§ Task list:
#1 In the abstract on detecting depression from tweets, do these statements agree with the text? (a) The dataset contains 2,575 distinct identified depression users. (b) The researchers train five transformer-based models. (c) The fusion classifier combines deep learning model scores with psychological text features. For each one, answer yes or no and quote the words that decide it.
#2 Translate this sentence from the abstract on detecting depression from tweets into Spanish: "This study aims (1) to develop a method to accurately identify people with depression by analyzing their tweets and (2) to monitor the population-wise depression level on Twitter."
#3 Carry on the abstract on detecting depression from tweets, picking up right after its last sentence.

BACKGROUND
The COVID-19 pandemic has severely affected people’s daily lives and caused tremendous economic loss worldwide. Anecdotal evidence suggests that the pandemic has increased the depression level among the population. However, systematic studies of depression detection and monitoring during the depression are lacking.
OBJECTIVE
This study aims (1) to develop a method to accurately identify people with depression by analyzing their tweets and (2) to monitor the population-wise depression level on Twitter.
METHODS
To study this subject, we design an effective regular expression-based search method and create by far the largest English Twitter depression dataset containing 2,575 distinct identified depression users (N=2,575) with their past tweets. To examine the effect of depression on people’s Twitter language, we train three transformer-based depression classification models on the dataset, evaluate their performance with progressively increased training sizes, and compare the model’s “tweet chunk”-level and user-level performances. Furthermore, inspired by psychological studies, we create a fusion classifier that combines deep learning model scores with psychological text features and users’ demographic information and investigate these features’ relations to depression signals. Finally, we demonstrate our model’s capability of monitoring both group-level and population-level depression trends by presenting two of its applications during the COVID-19 pandemic.

§ Entries provided:
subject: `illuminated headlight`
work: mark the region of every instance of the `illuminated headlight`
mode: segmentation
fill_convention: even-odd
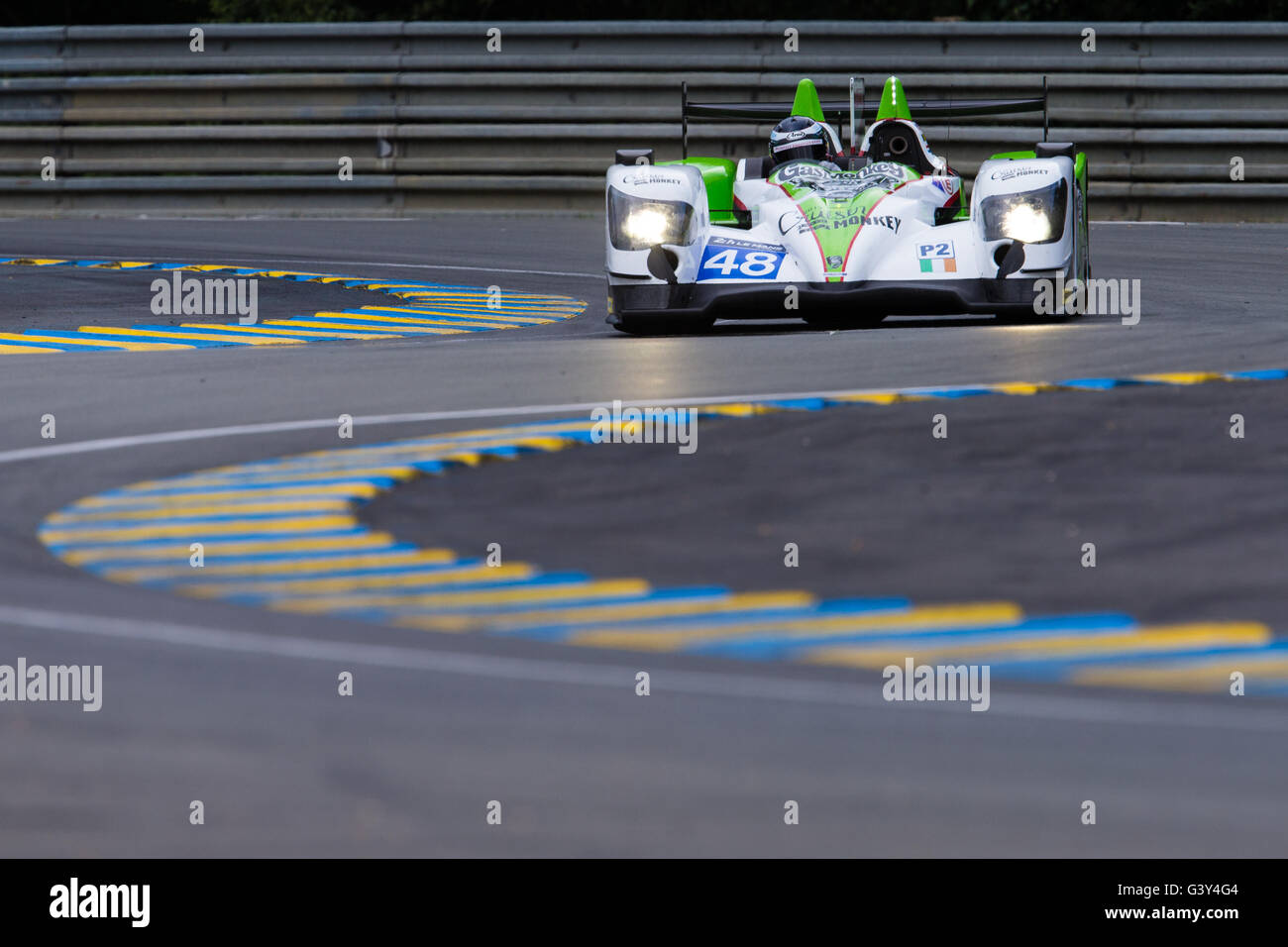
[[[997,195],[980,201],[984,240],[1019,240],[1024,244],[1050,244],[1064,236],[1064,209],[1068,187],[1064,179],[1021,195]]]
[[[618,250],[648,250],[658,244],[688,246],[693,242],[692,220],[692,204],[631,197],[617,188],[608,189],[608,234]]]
--
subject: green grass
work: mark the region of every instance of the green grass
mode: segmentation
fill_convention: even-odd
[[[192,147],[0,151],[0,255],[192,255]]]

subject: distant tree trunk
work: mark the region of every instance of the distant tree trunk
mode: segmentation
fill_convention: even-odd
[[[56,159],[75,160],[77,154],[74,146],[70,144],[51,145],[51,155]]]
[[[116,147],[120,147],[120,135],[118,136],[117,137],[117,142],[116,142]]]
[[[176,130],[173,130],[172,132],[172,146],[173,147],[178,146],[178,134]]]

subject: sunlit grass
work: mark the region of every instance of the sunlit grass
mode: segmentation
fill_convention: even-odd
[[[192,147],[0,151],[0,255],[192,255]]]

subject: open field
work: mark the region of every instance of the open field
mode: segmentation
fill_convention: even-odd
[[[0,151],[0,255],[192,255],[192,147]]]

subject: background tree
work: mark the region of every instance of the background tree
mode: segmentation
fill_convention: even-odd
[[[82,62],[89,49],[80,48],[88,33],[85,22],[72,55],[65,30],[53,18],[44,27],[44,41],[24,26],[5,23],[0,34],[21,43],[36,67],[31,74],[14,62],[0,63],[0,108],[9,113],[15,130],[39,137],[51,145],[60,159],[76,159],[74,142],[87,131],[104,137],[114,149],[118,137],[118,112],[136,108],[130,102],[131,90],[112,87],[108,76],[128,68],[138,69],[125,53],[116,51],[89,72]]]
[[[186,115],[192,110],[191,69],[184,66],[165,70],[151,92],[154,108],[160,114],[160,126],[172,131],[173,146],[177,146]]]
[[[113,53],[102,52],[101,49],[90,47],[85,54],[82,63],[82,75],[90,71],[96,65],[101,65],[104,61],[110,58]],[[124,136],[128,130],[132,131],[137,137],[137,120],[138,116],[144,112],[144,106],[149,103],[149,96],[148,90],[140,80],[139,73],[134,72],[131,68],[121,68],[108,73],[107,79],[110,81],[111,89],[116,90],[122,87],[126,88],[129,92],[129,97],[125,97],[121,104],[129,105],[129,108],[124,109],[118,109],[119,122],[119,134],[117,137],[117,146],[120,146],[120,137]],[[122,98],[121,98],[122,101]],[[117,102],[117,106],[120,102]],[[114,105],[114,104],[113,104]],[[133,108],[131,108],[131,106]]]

§ Outputs by task:
#1
(a) Yes: "containing 2,575 distinct identified depression users (N=2,575)"
(b) No: "we train three transformer-based depression classification models"
(c) Yes: "combines deep learning model scores with psychological text features"

#2 Este estudio tiene como objetivo (1) desarrollar un método para identificar con precisión a las personas con depresión mediante el análisis de sus tuits y (2) monitorear el nivel de depresión de la población en Twitter.

#3
RESULTS
Our fusion model demonstrates an accuracy of 78.9% on a test set containing 446 people (N=446), half of which are identified as suffering from depression. Conscientiousness, neuroticism, appearance of first-person pronouns, talking about biological processes such as eat and sleep, talking about power, and exhibiting sadness are shown to be important features in depression classification. Further, when used for monitoring the depression trend, our model shows that depressive users, in general, respond to the pandemic later than the control group based on their tweets. It is also shown that three states of the United States - New York (NY), California (CA), and Florida (FL) - share a similar depression trend as the whole US population. When compared to NY and CA, people in FL demonstrate a significantly lower level of depression.
CONCLUSIONS
This study proposes an efficient method that can be used to analyze the depression level of different groups of people on Twitter. We hope this study can raise awareness among researchers and the general public of COVID-19’s impact on people’s mental health. The non-invasive monitoring system can also be rapidly adapted to other big events besides COVID-19 and might be useful during future outbreaks.